**What to do**
[1] In the article on WRAP workshops in Vermont, whom does Jill Lord credit with helping to fund the program's continuation through Blueprint for Health?
[2] Write the next part of the article on WRAP workshops in Vermont, starting after its final sentence.

**Text under study**

WRAP workshops expand across Vermont

By Pamela Berard
January 1st, 2015

Vermont’s Blueprint for Health initiative is helping to coordinate and expand throughout the state a series of free, evidence-based self-management workshops to help residents with health maintenance as well as prevention of a range of chronic health issues.

As part of this effort, Blueprint for Health and the Department of Mental Health, in collaboration with the Vermont Center for Independent Living and Vermont Psychiatric Survivors, worked to help spread Copeland Center Wellness Recovery Action Plan (WRAP) workshops across the state. WRAP, a peer-led and peer-engaged wellness and recovery system, helps participants decrease and prevent troubling feelings and behaviors, increase personal empowerment and improve quality of life through a personalized system of wellness tools and action plans.

Jill Lord, RN, MS, director of patient care services/CNO, Mt. Ascutney Hospital and Health Center, first helped to integrate WRAP into her facility’s patient-centered medical home about five years ago through a rural health outreach grant. She says the program was very successful, and she credits Beth Tanzman, MSW, Vermont Blueprint for Health assistant director, for helping to fund its continuation through Blueprint for Health. “We would be at a loss if we weren’t able to offer this,” Lord says. “It’s a tool that you can’t get other places.”

[Stored data entries]
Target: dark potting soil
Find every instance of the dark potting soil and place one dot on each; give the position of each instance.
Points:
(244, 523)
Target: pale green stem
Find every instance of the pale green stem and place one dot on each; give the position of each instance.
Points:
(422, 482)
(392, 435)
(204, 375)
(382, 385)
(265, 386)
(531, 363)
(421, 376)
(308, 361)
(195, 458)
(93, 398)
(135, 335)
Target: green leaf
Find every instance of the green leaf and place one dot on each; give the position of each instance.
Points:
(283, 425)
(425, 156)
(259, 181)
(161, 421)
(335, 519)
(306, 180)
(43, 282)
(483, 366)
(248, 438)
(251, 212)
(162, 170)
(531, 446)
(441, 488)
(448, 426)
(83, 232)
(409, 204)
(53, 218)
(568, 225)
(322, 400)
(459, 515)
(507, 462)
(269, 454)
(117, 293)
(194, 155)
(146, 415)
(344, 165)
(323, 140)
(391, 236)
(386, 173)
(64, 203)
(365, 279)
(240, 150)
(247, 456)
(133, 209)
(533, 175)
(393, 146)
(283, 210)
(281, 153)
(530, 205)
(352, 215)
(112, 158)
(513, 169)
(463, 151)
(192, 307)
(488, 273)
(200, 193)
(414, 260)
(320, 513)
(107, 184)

**Answers by task**
[1] Beth Tanzman, MSW, assistant director of the Vermont Blueprint for Health.

[2]
Tanzman says WRAP sessions help participants learn methods for their daily lives to help them achieve wellness and also to recognize early warning signs of when they may be feeling less stable and methods to cope.

Tanzman says the Department of Mental Health previously sponsored WRAP programs for many years for those with severe mental illness, but state-sponsored efforts have grown to now reach a more general population. For example, if someone is having a problem getting a timely referral for a mental health concern, they might seek out a WRAP session for support and to get started in their journey toward wellness. “We see it as very connected to the work primary care practitioners are doing,” Tanzman says. “People are bettering their education and bettering their ability to do self-regulation and support strategies.”

At Mt. Ascutney five years ago, Lord says they were trying to fill two gaps in services in the community, one of which was mental health. “Our initial thought was to bring needed resources in terms of professionals into the area to fill the gap,” Lord says. “We quickly found there’s a workforce shortage and we wouldn’t be able to achieve that goal, so we looked at self-management programs and best practices and determined the WRAP program was a best practice approach.”

WRAP participants may be referred by providers or can self-refer. Because WRAP sessions are typically peer-led, “They are walking the journey with folks – it’s so powerful,” Lord says. Facilitators receive training, support, and mentoring.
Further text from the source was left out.